> What the task requires
Which lines of the entries contain the word "white"? Please list them.

> The input
=== Begin Enclosure ===

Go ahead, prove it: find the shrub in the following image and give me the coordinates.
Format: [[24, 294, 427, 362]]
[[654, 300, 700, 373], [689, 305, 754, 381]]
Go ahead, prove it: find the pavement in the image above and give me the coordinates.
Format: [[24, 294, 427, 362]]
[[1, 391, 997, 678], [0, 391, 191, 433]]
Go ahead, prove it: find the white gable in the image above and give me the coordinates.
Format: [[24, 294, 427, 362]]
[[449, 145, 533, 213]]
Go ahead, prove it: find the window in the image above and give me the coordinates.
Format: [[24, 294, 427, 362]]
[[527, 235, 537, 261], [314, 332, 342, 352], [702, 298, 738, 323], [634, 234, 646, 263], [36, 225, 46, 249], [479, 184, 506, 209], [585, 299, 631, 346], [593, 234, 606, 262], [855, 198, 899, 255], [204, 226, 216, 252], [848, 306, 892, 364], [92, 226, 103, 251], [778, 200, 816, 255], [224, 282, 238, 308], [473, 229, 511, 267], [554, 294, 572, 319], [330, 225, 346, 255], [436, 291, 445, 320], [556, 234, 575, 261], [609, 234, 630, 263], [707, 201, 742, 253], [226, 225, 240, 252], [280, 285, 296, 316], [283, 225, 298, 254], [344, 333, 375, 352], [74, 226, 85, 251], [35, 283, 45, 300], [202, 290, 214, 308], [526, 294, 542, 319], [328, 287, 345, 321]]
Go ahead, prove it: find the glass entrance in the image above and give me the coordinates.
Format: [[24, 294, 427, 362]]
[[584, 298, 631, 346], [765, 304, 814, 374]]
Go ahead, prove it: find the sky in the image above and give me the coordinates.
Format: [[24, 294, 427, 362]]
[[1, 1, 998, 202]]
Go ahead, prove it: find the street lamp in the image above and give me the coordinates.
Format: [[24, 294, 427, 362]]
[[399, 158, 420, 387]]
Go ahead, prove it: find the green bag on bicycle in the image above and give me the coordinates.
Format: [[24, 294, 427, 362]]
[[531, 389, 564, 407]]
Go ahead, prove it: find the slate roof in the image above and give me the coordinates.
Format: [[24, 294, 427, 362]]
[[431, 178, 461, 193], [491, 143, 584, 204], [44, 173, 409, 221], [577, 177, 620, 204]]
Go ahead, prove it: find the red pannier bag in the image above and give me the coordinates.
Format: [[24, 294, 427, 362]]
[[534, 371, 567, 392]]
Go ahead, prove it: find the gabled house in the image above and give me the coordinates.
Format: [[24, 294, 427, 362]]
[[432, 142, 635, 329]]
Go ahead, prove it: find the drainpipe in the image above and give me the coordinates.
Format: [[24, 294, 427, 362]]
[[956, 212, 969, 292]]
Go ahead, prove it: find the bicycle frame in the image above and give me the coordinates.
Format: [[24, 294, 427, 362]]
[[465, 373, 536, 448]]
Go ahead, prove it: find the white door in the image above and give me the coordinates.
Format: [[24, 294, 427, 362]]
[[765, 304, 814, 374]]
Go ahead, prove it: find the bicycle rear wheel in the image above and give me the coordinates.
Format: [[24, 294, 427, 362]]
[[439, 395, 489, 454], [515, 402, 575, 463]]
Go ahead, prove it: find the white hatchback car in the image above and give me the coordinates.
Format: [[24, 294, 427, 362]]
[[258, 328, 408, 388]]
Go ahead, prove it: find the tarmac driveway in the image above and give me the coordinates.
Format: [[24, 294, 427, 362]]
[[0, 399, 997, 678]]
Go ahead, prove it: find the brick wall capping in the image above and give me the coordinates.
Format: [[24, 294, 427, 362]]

=== End Enclosure ===

> Reply to the task
Go ahead, prove it: find the white gable in the image above and give me the coordinates.
Go ahead, prove it: find the white door in the image above and give me the coordinates.
Go ahead, prove it: find the white hatchback car in the image above and give me the coordinates.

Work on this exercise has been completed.